Tarefa obrigatória:
Continue o texto sobre o Batuque Afro-brasileiro Nelson Silva a partir da última frase apresentada.

O então maestro conheceu o grupo quando as chacretes vieram a Juiz de Fora fazer uma apresentação na quadra do Feliz Lembrança. Sebastião já fazia parte de um coral na igreja e, em 1974, entrou de vez no Batuque Afro-brasileiro Nelson Silva. “Eu fui aprendendo o valor disso aqui”, diz. O primeiro maestro foi Nelson Silva. E o atual ocupa esse cargo, hoje, sabendo da importância de estar à frente guiando a voz de um povo. Quando conta sobre sua história no grupo, acaba falando mais de Nelson Silva: “Ele criou o grupo para contar a história do povo negro em contexto nacional e internacional”.

Sebastião analisa que Nelson Silva escreveu para todo calendário: para cada data, existe uma música. Ele cita as mais conhecidas: “Liberdade”, “Maculelê” e “Exaltação dos heróis”. “Nelson escreveu muito. É um material didático que a gente tem. Essas mensagens que ele deixou são para todos os tempos, tanto de voz quanto de dança. A música dele é diferente. Algumas têm dois, três ritmos juntos. É música de peso”, enfatiza. A voz dele ainda pode ser ouvida na Igreja do Rosário. Mesmo que tantas músicas tenham sido compostas para terreiro de umbanda, uma coisa não anula a outra. “A gente tem que ter consciência do que está fazendo. Eu me identifico com o batuque e as músicas e valorizo tanto a parte cultural quanto a religiosa.”

Linhas fornecidas:
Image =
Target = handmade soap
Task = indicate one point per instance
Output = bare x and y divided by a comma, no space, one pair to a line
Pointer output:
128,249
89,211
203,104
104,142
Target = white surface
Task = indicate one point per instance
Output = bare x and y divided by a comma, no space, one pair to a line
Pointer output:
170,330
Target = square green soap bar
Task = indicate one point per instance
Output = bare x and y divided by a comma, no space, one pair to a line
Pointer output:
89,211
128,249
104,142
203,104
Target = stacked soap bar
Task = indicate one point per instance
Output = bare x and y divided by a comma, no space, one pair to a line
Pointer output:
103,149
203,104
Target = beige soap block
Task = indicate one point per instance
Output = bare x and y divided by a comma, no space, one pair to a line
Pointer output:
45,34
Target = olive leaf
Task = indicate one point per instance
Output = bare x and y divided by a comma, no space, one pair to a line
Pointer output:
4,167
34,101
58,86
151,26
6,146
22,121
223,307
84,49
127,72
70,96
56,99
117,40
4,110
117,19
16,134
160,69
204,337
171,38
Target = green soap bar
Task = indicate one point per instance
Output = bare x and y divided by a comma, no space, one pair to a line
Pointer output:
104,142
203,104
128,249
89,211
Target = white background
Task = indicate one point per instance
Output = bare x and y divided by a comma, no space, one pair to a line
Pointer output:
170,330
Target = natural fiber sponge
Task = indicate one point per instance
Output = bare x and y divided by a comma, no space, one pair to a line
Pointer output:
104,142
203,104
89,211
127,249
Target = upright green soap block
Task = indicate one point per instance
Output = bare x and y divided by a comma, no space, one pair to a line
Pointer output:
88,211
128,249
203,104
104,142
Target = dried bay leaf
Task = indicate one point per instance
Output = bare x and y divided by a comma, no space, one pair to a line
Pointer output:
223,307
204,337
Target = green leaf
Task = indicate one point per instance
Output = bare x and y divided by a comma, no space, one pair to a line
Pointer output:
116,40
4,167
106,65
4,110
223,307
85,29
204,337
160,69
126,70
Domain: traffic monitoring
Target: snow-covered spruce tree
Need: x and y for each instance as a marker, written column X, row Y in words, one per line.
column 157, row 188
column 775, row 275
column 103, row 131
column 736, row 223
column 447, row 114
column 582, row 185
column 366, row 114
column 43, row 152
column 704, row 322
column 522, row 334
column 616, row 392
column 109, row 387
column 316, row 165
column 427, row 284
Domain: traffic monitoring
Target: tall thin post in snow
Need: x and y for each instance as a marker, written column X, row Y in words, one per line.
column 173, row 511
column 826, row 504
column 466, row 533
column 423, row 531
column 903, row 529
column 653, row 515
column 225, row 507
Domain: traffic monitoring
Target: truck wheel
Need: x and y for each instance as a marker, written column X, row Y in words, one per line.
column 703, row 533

Resultado do exercício:
A maioria dos que hoje compõem o grupo tem mais de 60 anos. “Nós não somos eternos”, ressalta um deles. É importante pensar na renovação do grupo: novos rostos a continuar dando sentido ao que Nelson Silva escreveu e contou. É um trabalho que Zélia vem cultivando, entendendo o que é o batuque hoje: as diferenças e continuidades. Pensar nisso é pensar na preservação de uma cultura, um patrimônio-retrato que tem na voz a missão de contar histórias.